# SET TASK
Copy out every line below that contains the string "sheep", matching case exactly.

[Excerpts of bounding box data]
======

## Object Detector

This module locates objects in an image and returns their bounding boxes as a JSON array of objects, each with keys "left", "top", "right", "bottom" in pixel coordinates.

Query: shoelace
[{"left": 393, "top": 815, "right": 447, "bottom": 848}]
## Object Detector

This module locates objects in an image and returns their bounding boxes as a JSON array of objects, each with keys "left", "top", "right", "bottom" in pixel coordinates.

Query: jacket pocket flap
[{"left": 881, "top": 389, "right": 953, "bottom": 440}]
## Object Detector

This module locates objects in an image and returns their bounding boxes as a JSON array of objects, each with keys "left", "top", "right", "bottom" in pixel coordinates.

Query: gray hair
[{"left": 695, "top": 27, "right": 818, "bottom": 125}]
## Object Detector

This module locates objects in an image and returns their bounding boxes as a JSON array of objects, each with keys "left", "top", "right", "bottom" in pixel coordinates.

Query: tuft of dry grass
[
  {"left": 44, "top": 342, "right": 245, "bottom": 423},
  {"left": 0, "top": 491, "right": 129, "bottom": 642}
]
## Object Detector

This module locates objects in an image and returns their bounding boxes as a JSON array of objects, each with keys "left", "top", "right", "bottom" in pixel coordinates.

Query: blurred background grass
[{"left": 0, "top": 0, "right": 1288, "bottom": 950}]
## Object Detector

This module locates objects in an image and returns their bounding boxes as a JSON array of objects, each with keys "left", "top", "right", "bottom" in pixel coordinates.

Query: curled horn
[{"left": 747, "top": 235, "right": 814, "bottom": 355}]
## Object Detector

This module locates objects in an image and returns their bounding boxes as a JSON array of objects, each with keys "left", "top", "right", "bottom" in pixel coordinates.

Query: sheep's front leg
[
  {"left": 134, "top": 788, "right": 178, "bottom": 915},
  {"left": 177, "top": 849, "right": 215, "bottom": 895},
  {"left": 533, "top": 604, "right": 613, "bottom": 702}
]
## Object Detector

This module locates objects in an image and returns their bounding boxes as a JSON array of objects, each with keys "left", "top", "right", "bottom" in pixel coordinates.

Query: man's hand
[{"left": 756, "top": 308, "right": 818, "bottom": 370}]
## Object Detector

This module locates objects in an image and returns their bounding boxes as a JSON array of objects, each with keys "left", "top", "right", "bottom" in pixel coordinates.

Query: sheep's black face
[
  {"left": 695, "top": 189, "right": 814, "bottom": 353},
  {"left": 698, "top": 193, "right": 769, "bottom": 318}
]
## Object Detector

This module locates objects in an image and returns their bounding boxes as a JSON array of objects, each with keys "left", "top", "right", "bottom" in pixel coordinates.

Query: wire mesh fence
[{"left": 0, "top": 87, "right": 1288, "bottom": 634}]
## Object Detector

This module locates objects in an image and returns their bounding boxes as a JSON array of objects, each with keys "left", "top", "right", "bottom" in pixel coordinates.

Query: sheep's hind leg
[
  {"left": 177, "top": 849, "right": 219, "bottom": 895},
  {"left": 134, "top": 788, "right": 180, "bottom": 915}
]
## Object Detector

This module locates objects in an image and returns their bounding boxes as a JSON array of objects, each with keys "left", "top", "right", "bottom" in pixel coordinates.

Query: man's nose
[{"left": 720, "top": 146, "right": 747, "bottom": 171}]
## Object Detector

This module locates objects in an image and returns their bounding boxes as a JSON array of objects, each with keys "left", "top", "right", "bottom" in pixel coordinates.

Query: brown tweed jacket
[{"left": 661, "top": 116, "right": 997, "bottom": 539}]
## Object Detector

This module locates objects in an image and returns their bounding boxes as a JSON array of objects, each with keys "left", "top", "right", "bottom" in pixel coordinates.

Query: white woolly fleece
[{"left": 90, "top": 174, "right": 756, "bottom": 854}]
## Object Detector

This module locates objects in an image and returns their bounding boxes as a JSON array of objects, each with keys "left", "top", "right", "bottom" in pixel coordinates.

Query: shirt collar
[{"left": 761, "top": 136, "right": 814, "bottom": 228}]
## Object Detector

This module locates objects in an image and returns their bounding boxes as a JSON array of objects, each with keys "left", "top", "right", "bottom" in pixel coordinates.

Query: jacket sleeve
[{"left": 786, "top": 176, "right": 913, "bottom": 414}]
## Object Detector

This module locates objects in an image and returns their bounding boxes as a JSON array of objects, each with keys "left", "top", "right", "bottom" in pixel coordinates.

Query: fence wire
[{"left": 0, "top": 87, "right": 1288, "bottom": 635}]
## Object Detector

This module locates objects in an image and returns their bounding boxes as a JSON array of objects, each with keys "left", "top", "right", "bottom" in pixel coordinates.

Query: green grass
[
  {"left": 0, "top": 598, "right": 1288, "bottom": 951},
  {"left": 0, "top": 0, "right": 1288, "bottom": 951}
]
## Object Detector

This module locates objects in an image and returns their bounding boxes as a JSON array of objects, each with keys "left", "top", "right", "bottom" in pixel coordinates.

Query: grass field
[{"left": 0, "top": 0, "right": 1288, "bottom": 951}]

======

# SOLVED PROBLEM
Query: sheep's front leg
Query: sheep's black face
Query: sheep's hind leg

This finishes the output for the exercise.